## Trecho para leitura
==============================

Administrativo

Reexame de Sentença. Mandado de Segurança. Duodécimo. Falta de repasse dos valores devidos. Separação dos Poderes. Autonomia financeira.

Reexame de Sentença. Mandado de Segurança. Duodécimo. Falta de repasse dos valores devidos. Separação dos Poderes. Autonomia financeira.

 

 

Fernando Machado da Silva Lima*

 

 

 

EGRÉGIA XXXXXX  CÂMARA CÍVEL ISOLADA

 

                   PROCESSO :                   XXXXXXXX

 

RECURSO:                   REEXAME DE SENTENÇA           

 

SENTENCIANTE: JUÍZO DE DIREITO DA COMARCA DE CAPITÃO POÇO

 

SENTENCIADO: CÂMARA MUNICIPAL DE CAPITÃO POÇO     

 

SENTENCIADO: PREFEITURA MUNICIPAL DE CAPITÃO POÇO

 

                   RELATORA:                   EXMA.  DESA.  XXXXXXXXXX

 

PROCURADORA DE JUSTIÇA: XXXXXXXXXXX

 

 

Ilustre Desembargadora  Relatora:

 

 

 

Trata o presente de Reexame de Sentença, nos Autos do Mandado de Segurança impetrado pela Câmara Municipal de Capitão Poço, contra ato do Exmo. Sr. XXXXXXXXX, Prefeito do mesmo Município.

 

 

Em síntese, os autos informam que:

 

 1.        Em sua Exordial, de fls. 2 a 12, a Câmara Municipal de Capitão Poço aponta o Exmo. Sr. Prefeito Municipal como autoridade coatora, pelo fato de se recusar a cumprir a Lei Orçamentária Municipal, e fazer o repasse da dotação orçamentária que lhe é devida. Alega que a Câmara Municipal, em decorrência disso, vem encontrando dificuldades até mesmo para manter seus serviços elementares. Alega que encaminhou vários Ofícios à autoridade apontada como coatora, solicitando o repasse do duodécimo, dentro dos valores fixados pela Lei Orçamentária, e que nenhum deles foi respondido. Alega que tal atitude constitui retaliação contra a Câmara, porque o Prefeito não conseguiu impor sua vontade na escolha dos membros da Mesa Diretora da Câmara Municipal. Junta doutrina. Junta jurisprudência. Pede a concessão de liminar. Junta documentos (fls. 13 a 42)

 

2.        Às fls. 43 e 44, a Impetrante apresenta um aditamento ao pedido inicial, para pedir o bloqueio da importância de R$20.800,00 (vinte mil e oitocentos reais), correspondente ao repasse a menor feito pelo Executivo.

 

3.        Às fls. 46, o MM. Juiz deferiu em parte o pedido de liminar, porque determinou a indisponibilidade do valor bloqueado, até a decisão final. A autoridade coatora, notificada, não prestou informações.

 

4.        Às fls. 50 e 51, a Impetrante solicita a liberação dos recursos bloqueados do FPM e que estão à disposição do Juízo. Junta documentos (fls. 52 a 54).

 

5.        Às fls. 55-57, comunicação de suspensão da Liminar pelo Exmo. Sr. Desembargador Presidente do Tribunal de Justiça do Estado do Pará. Em anexo, cópia da inicial (fls. 58-63).

==============================

## Entradas listadas
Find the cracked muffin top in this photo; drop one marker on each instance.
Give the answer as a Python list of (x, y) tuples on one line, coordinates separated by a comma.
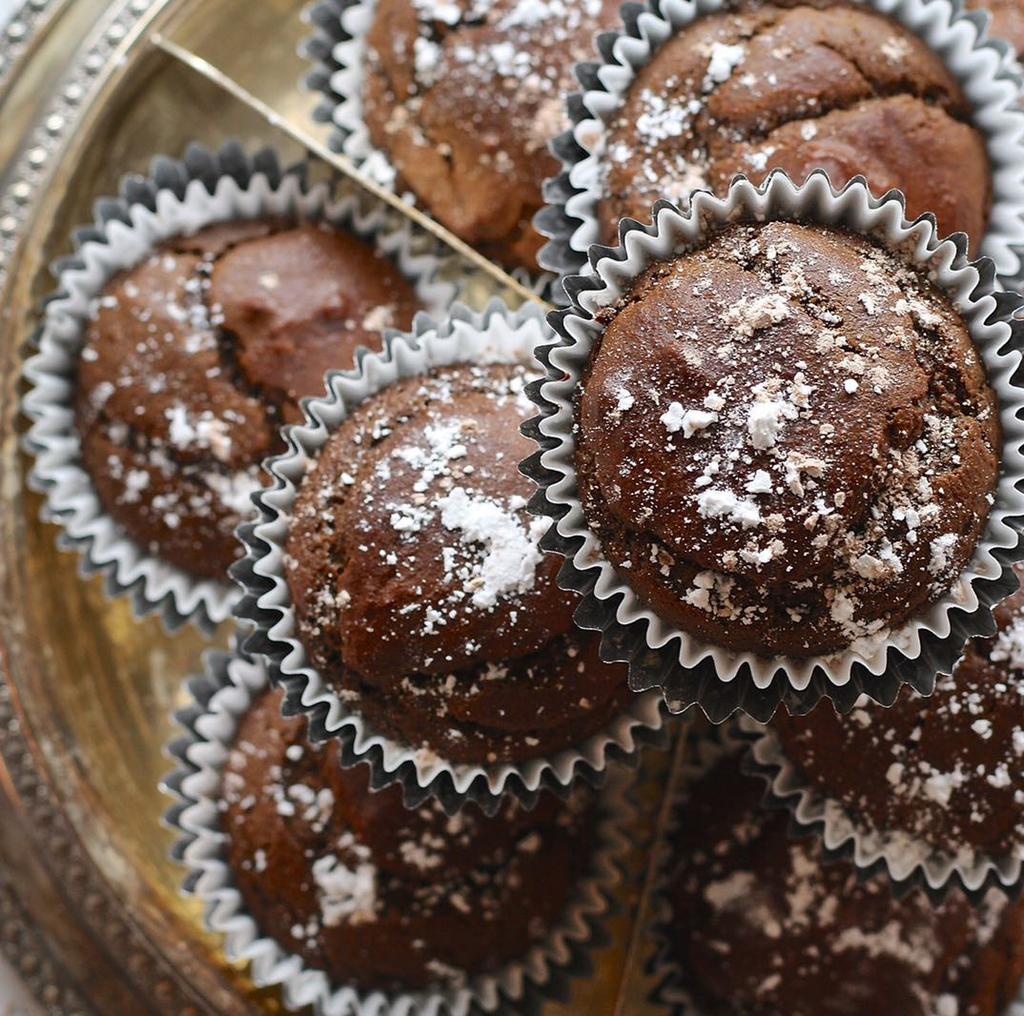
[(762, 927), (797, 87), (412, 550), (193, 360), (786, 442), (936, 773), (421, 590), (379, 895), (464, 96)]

==============================

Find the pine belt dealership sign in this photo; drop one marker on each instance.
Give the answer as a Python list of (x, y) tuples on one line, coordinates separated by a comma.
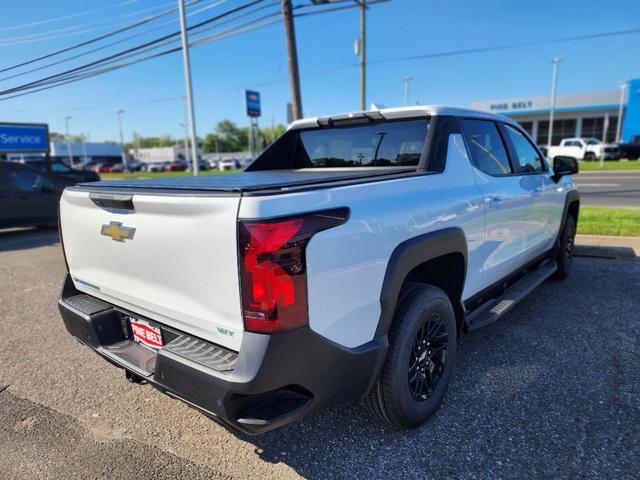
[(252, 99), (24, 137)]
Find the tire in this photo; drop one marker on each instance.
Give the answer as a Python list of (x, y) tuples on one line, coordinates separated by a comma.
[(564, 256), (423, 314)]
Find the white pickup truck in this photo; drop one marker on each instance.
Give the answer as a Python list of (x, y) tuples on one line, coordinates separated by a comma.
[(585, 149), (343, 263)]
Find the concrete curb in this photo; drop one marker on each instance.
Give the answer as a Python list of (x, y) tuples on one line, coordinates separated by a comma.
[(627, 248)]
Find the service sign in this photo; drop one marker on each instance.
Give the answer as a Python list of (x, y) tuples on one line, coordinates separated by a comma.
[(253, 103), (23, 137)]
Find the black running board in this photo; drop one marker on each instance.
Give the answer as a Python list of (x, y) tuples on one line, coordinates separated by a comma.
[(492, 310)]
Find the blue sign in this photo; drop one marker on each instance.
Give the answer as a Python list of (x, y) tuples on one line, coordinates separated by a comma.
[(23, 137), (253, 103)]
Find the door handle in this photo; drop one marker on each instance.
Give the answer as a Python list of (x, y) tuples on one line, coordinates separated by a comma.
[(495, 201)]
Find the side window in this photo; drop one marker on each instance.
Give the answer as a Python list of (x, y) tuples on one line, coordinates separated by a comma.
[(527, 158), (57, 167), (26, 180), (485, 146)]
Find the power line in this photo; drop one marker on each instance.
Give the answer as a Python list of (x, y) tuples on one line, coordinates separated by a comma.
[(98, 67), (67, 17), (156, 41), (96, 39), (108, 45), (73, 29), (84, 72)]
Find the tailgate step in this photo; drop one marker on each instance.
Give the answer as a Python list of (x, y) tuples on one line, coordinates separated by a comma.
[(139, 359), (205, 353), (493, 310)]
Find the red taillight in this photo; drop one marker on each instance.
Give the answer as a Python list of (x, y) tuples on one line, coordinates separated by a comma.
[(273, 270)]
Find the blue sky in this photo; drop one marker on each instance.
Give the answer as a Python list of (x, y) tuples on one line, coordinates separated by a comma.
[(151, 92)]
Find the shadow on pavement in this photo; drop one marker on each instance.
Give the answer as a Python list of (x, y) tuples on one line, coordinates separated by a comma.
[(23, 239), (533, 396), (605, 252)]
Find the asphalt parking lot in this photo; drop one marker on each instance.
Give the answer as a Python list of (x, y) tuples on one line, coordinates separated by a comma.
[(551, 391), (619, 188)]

==============================

## Instruções de trabalho
1/ Resuma em duas frases o trecho sobre o mandado de segurança da Câmara Municipal de Capitão Poço.
2/ Devolva, do trecho sobre o mandado de segurança da Câmara Municipal de Capitão Poço, a passagem que vai de "2.        Às fls." até "feito pelo Executivo.", sem mudar nada.
3/ Leve adiante o trecho sobre o mandado de segurança da Câmara Municipal de Capitão Poço a partir de onde ele termina.

## Resultados esperados
1/ A Câmara Municipal de Capitão Poço impetrou mandado de segurança contra o Prefeito do Município por ele se recusar a cumprir a Lei Orçamentária Municipal e repassar o duodécimo devido, o que dificulta até a manutenção dos serviços elementares da Câmara. O juiz deferiu em parte a liminar e determinou a indisponibilidade do valor bloqueado, mas depois veio a comunicação de que o Presidente do Tribunal de Justiça do Estado do Pará suspendeu a liminar.

2/
2.        Às fls. 43 e 44, a Impetrante apresenta um aditamento ao pedido inicial, para pedir o bloqueio da importância de R$20.800,00 (vinte mil e oitocentos reais), correspondente ao repasse a menor feito pelo Executivo.

3/
6.        O Órgão Ministerial manifestou-se, às fls. 65-73. Relatou o Processo. Disse que a Câmara Municipal tem legitimidade para impetrar o remédio constitucional do Mandado de Segurança. Citou doutrina a respeito do Writ. Disse que o direito líquido e certo da Impetrante não incide sobre a receita estimada, mas sobre aquela efetivamente arrecadada, da qual o Impetrado deve repassar 1/12 (um doze avos). Disse que, com referência aos valores não repassados anteriormente à impetração, a Impetrante deverá recorrer às vias ordinárias.

 

7.        O MM. Juiz XXXXXXXXX decidiu (fls. 75-77). Relatou o processo. Disse que a Câmara Municipal tem razão em querer resguardar seu funcionamento. Disse que nada existe a discutir quanto ao mérito, tendo em vista que a administração municipal não prestou as informações requisitadas, o que pode importar em confissão ficta dos fatos argüidos na Inicial. Julgou procedente o pedido, determinando que o Prefeito Municipal deposite na conta da Câmara a quantia de R$20.800,00 (vinte mil e oitocentos reais), sob pena de bloqueio dessa quantia.

 

8.        Às fls. 80-84, a Impetrante, tendo em vista que a autoridade coatora não cumpriu a decisão judicial, requer que seja determinado o seqüestro da quantia em questão, e sua imediata transferência para a conta corrente da Câmara Municipal de Capitão Poço.

 

9.        O MM. Juiz deferiu o pedido (fls. 85).

 

10.    A Prefeitura apresentou a apelação intempestivamente, pelo que foi determinado seu desentranhamento dos Autos.

 

11.   Distribuído o Processo, vieram os Autos a esta Procuradoria, para exame e parecer.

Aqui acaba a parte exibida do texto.